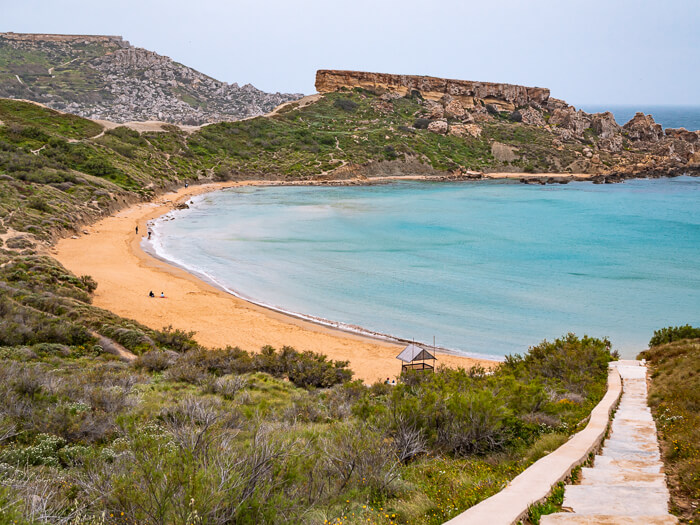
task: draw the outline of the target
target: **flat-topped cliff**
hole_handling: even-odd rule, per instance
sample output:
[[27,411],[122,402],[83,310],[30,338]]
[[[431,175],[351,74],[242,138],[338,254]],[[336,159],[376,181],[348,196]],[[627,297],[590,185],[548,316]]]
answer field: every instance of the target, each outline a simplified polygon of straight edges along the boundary
[[69,44],[102,43],[117,47],[130,47],[129,42],[119,35],[59,35],[47,33],[0,33],[5,40],[15,42],[63,42]]
[[549,99],[549,89],[515,84],[364,71],[321,69],[316,72],[316,89],[319,93],[352,88],[374,92],[388,91],[402,96],[418,91],[428,100],[439,101],[448,96],[457,100],[464,108],[484,103],[508,111],[531,103],[541,105]]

◇ ◇ ◇ ◇

* THE PROBLEM
Each record should be printed exactly as it appears, leaving the pictures out.

* RESPONSE TO THE EXERCISE
task: draw the outline of the target
target: **flat-topped cliff**
hole_handling: even-odd rule, per instance
sample output:
[[27,411],[122,402],[83,310],[30,338]]
[[[431,175],[351,74],[242,138],[338,254]],[[336,159],[376,181],[348,196]],[[627,297],[590,185],[548,316]]]
answer field: every instance of the target, each outline a simplified polygon of straight edges along the boundary
[[69,44],[102,43],[117,47],[130,47],[129,42],[119,35],[59,35],[47,33],[0,33],[5,40],[15,42],[63,42]]
[[549,99],[549,89],[515,84],[364,71],[321,69],[316,72],[316,89],[319,93],[352,88],[374,92],[388,91],[402,96],[418,91],[428,100],[439,101],[448,96],[457,100],[464,108],[484,103],[508,111],[531,103],[541,105]]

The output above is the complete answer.